● Brief
Verbatim output of all the material below is required.

Position identification records:
━━━
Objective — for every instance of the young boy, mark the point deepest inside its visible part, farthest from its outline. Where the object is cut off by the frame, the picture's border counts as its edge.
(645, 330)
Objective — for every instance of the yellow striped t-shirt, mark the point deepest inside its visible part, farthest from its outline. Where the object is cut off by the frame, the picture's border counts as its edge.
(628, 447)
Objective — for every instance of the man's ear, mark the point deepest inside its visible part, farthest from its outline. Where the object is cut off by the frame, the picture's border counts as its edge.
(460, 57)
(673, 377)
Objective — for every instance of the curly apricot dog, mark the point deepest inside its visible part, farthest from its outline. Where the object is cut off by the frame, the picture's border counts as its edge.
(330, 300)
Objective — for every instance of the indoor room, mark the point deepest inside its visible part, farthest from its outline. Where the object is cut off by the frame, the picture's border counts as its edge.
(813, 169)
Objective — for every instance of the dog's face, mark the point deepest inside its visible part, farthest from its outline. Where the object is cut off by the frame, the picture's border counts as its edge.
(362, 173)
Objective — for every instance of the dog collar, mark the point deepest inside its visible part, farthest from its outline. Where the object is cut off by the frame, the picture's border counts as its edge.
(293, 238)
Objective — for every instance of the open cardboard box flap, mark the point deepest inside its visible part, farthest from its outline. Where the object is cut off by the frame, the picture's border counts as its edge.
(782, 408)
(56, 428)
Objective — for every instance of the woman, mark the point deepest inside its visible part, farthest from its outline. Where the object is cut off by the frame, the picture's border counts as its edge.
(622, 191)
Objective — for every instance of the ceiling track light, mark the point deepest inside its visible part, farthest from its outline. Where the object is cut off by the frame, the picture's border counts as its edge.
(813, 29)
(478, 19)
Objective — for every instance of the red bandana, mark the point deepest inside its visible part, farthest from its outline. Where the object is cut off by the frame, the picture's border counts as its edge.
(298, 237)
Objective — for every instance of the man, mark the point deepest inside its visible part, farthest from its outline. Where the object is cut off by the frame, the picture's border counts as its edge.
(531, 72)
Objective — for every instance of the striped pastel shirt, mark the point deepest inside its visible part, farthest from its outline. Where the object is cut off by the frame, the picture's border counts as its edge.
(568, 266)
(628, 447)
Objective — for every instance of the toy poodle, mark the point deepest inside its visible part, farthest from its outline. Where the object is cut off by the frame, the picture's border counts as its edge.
━━━
● Task result
Objective — for every instance of the young boy, mark the point deepest inside its visible part, farthest from its outline. Where the object is cut off by the frame, the picture's border counts as its edge.
(645, 330)
Objective — for every instance of the yellow striped t-shirt, mark the point deepest inside its visible part, farthest from its outline. Where the object is cut off by the frame, the picture's border counts as its edge.
(628, 447)
Objective — for every instance of the man's ear, mark the point deepest inside its visible part, farthest from its outline. Where the object is cut off by the frame, the picture's border counts as its edge.
(460, 57)
(673, 377)
Objective — for every instance of the curly apricot dog, mark the point deepest inside its visible part, farthest from its outline. Where the object is cut off by the frame, the picture's border counts as its edge.
(330, 300)
Objective — for every instance of the indoor room, mark the point deepest inside its visible part, farthest from its outline. Where the object is cut off by the frame, the picture's border counts as its edge.
(813, 169)
Objective — for every instance of the dog's face, mark the point deepest inside its visible part, farthest from its outline. Where the object is cut off by the frame, the picture's border counts as its edge.
(362, 173)
Objective — for every instance of the dog collar, mark the point deepest inside its visible part, farthest from its outline. Where the object is cut off by the frame, the picture's border counts as its edge.
(293, 238)
Objective — for every instance of the open cardboard box flap, mark the point deepest inside its visible part, farthest from its outline. Where the object is cut off by the frame, the picture's border counts as its edge.
(782, 408)
(56, 428)
Objective — for every instance of the woman, mark the point deepest inside its visible part, farthest from its outline. Where the object is cut off by the frame, the picture's border counts as its edge.
(622, 191)
Objective — for every instance of the ceiling track light, mark the point deepest inside its visible part, farthest from its outline. Where the object is cut off by the frame, the picture's border counts as its edge.
(813, 29)
(478, 19)
Objective — for every instance of the red bandana, mark the point deepest inside its visible part, farthest from its outline. Where the object is cut off by the frame, the picture's border counts as its edge.
(298, 237)
Objective — for every instance of the man, mark the point deepest inside its visible part, farthest from its outline. Where the object is cut off by the frame, the picture's border counts as its edge.
(531, 72)
Objective — for every instance of the striped pastel shirt, mark the point deepest inside its visible part, farthest from its outline. Where the object is cut off by the frame, the picture's border counts as its edge.
(568, 266)
(628, 447)
Objective — for every instance of the toy poodle, mark the point deepest inside its visible part, farthest from its outline. Where the object is cut off by the frame, the picture's border counts as its edge.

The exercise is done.